§ Challenge:
Reproduce the listing below verbatim, leaving out the pictures.

§ Data in this exercise:
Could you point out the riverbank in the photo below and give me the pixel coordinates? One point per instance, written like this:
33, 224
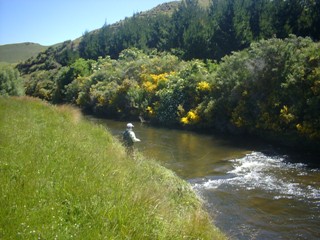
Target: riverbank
62, 177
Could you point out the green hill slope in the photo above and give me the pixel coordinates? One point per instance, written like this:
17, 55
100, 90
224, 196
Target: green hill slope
62, 178
14, 53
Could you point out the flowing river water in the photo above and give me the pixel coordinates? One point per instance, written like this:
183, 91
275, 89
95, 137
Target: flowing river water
250, 189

§ Full response:
Could you point out the riverbank in the photo below and give me the pixel coordinates? One point per instance, written like this:
33, 224
Target: riverbank
62, 177
Could you point out the green hill slope in the photo above and give me the pixel coordinates? One point per instance, written like this:
17, 55
100, 90
224, 196
Target: green hill slope
62, 178
14, 53
Could you point out the flowing river water in the photo above and give me the pixel coordinates? One point per instance, written like this:
183, 91
275, 89
95, 137
Target: flowing river water
250, 189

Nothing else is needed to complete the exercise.